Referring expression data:
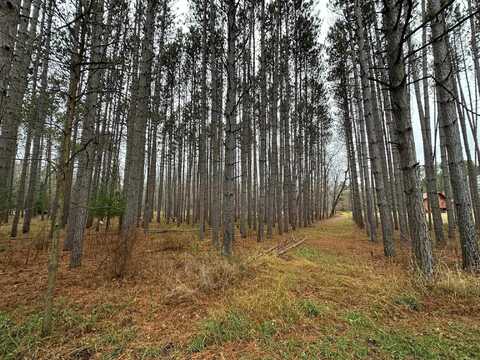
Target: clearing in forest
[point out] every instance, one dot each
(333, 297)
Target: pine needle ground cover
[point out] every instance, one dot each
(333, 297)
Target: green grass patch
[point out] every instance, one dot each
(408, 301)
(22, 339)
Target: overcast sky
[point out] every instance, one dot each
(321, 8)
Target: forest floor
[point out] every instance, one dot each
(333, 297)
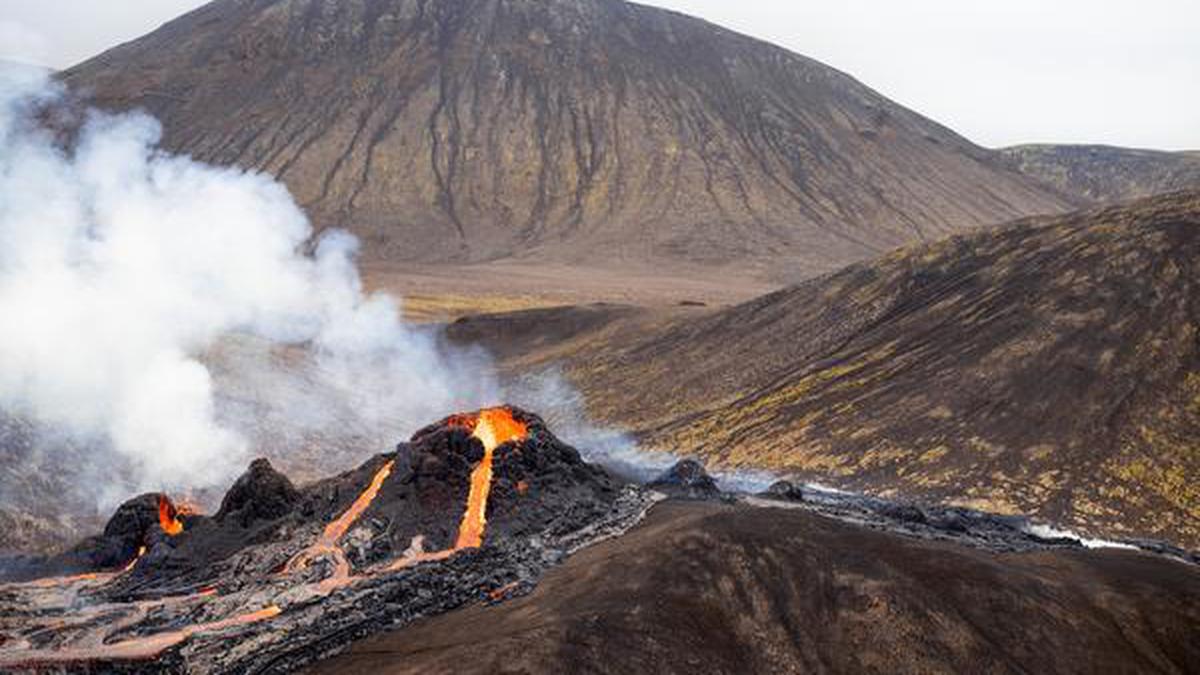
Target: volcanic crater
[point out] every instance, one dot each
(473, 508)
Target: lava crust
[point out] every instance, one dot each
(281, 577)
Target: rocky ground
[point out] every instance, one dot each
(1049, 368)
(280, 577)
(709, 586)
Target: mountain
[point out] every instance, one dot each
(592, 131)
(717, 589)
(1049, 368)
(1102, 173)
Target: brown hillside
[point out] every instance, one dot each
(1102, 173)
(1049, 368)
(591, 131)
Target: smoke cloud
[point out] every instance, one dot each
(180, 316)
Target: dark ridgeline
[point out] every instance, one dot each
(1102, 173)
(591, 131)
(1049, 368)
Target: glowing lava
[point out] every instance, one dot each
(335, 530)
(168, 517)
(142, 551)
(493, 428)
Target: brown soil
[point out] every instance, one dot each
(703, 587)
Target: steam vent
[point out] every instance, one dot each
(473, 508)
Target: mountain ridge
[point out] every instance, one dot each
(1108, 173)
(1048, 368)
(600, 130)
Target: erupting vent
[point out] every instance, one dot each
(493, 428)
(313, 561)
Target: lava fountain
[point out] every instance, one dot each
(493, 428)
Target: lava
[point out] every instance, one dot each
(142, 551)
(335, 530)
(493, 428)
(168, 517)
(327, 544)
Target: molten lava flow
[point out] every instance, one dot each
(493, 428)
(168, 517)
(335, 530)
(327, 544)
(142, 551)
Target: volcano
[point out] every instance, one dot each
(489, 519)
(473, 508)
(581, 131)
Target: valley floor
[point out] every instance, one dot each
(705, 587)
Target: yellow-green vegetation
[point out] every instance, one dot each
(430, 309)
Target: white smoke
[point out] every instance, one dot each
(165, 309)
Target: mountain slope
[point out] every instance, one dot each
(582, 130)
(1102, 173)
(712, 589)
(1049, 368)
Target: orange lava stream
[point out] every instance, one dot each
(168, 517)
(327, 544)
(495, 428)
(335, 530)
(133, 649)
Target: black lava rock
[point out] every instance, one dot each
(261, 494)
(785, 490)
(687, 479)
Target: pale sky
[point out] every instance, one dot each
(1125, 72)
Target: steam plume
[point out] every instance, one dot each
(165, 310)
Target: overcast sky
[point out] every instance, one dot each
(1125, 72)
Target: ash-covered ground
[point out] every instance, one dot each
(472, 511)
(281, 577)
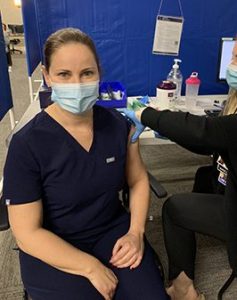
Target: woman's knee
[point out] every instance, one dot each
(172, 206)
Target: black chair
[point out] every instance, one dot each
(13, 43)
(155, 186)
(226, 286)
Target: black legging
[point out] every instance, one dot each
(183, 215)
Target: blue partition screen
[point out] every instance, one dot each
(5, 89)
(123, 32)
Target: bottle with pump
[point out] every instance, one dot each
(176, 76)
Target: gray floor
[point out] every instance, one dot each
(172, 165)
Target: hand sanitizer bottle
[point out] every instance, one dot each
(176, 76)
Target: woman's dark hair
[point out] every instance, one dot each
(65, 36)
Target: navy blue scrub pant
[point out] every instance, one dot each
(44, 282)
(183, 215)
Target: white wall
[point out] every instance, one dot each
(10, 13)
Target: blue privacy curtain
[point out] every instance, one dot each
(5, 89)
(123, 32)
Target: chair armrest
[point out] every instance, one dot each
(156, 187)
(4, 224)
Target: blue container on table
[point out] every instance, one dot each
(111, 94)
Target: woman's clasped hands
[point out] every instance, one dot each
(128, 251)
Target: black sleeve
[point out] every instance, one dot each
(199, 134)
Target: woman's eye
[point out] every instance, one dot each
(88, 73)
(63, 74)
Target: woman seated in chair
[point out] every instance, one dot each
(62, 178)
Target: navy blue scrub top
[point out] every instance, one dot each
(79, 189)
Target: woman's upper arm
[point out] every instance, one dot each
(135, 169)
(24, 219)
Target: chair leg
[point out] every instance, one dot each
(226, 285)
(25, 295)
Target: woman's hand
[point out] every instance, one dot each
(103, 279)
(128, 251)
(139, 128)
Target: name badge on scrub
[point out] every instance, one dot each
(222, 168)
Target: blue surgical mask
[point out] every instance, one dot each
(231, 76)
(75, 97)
==
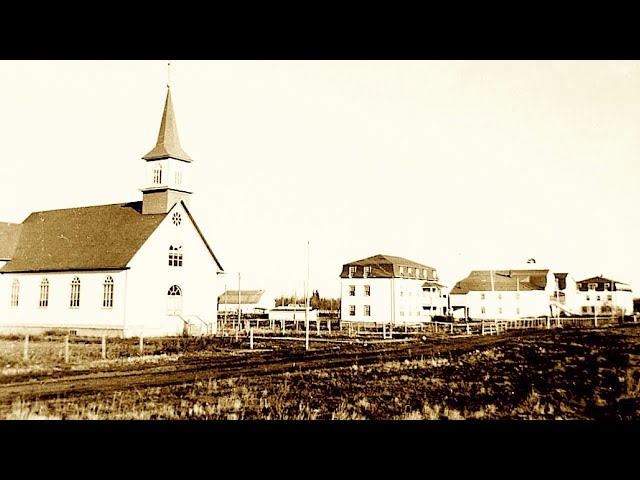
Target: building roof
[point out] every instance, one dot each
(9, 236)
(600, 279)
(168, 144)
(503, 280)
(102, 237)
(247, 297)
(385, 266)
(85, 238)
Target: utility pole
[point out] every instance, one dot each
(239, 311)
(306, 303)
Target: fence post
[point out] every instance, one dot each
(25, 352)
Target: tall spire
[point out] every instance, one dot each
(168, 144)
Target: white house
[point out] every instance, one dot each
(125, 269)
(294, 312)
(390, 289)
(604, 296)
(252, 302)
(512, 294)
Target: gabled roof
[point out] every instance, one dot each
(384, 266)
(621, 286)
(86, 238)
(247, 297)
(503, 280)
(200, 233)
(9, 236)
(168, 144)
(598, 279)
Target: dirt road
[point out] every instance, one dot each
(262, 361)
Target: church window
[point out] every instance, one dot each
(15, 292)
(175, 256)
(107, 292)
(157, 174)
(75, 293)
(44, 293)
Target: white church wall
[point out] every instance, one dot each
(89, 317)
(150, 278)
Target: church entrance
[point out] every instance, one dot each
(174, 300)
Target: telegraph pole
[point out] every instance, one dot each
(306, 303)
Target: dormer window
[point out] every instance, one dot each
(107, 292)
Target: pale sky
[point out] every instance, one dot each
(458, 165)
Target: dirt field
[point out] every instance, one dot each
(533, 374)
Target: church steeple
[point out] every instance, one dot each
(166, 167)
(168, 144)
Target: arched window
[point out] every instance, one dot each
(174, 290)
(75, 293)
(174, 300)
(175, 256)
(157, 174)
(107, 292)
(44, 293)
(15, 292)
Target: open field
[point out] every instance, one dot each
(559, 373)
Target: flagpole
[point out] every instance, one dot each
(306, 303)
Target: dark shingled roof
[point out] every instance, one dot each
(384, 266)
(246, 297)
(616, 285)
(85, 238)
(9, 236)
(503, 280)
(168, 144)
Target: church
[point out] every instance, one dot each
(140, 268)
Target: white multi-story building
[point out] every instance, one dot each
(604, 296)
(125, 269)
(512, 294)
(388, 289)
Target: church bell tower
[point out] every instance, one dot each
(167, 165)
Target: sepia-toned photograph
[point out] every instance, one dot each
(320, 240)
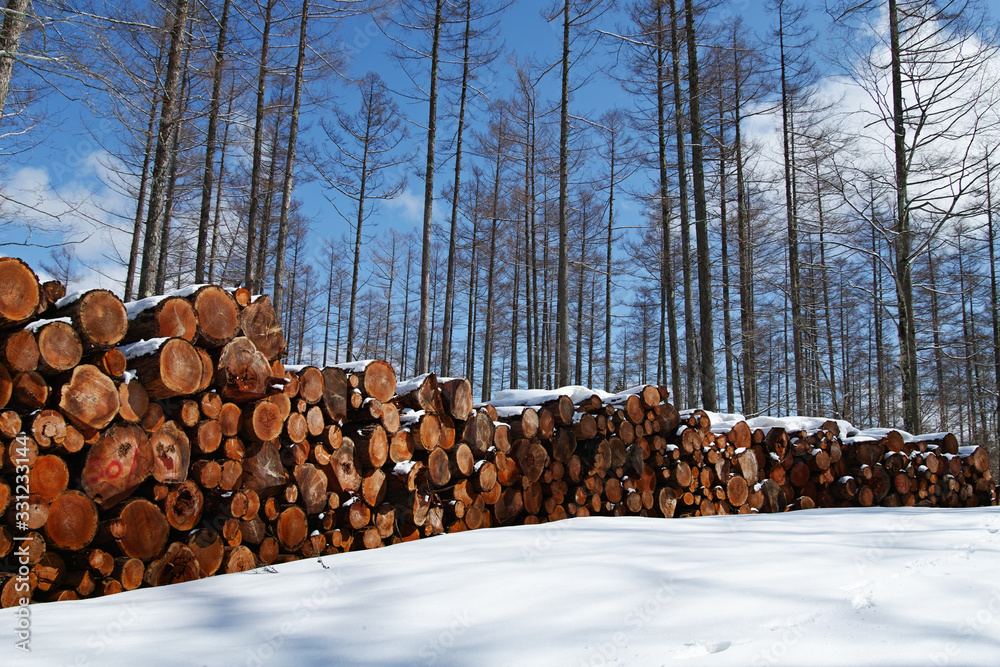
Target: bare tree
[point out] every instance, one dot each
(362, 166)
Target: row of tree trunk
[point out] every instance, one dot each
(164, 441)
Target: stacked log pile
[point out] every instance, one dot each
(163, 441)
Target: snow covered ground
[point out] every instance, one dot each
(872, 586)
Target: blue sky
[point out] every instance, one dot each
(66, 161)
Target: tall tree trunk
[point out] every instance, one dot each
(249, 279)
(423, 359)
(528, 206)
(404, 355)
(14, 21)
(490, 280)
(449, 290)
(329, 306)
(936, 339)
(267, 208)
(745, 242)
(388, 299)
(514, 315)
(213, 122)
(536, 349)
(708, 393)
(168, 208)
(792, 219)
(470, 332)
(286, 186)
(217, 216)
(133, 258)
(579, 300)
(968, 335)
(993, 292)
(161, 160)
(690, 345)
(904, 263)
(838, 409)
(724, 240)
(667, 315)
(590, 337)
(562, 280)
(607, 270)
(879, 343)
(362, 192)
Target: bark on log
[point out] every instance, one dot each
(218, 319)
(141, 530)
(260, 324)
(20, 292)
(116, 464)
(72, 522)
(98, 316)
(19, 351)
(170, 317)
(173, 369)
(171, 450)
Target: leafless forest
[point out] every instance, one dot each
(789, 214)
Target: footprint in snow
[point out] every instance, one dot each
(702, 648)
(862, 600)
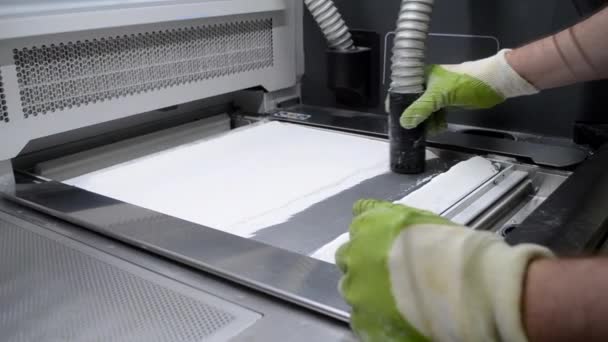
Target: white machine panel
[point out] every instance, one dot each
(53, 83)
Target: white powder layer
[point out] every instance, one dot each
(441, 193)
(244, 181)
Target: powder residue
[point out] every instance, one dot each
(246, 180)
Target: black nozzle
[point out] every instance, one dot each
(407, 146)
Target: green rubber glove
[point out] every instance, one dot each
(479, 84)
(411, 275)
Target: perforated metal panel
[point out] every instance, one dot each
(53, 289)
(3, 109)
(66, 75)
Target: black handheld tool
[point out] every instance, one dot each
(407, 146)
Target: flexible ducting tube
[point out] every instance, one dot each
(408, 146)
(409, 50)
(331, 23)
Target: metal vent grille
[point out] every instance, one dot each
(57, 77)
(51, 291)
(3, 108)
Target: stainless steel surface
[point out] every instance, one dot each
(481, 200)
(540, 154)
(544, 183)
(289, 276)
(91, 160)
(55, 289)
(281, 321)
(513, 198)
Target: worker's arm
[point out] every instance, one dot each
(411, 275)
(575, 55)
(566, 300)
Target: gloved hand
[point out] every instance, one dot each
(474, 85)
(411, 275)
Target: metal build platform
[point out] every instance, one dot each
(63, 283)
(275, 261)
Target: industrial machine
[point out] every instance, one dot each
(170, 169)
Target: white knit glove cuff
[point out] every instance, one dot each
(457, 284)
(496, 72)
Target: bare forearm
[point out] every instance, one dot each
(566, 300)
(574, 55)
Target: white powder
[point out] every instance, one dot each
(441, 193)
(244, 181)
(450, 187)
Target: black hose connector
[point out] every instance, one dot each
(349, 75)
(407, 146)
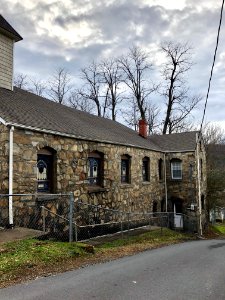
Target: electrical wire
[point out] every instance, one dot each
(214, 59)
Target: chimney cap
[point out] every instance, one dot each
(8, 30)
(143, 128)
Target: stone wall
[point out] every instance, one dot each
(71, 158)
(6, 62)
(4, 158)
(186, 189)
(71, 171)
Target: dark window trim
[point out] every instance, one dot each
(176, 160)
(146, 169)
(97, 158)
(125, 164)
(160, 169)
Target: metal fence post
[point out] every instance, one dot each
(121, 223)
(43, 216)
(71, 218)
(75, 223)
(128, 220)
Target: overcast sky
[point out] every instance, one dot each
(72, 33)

## Problem statement
Every line above that includes the word "blue" should be listed.

## Result of the exercise
Target: blue partition screen
Target: navy blue scrub pant
Target: blue privacy curtain
Target: blue container on table
Target: navy blue scrub top
Target: blue surgical mask
Target: blue sky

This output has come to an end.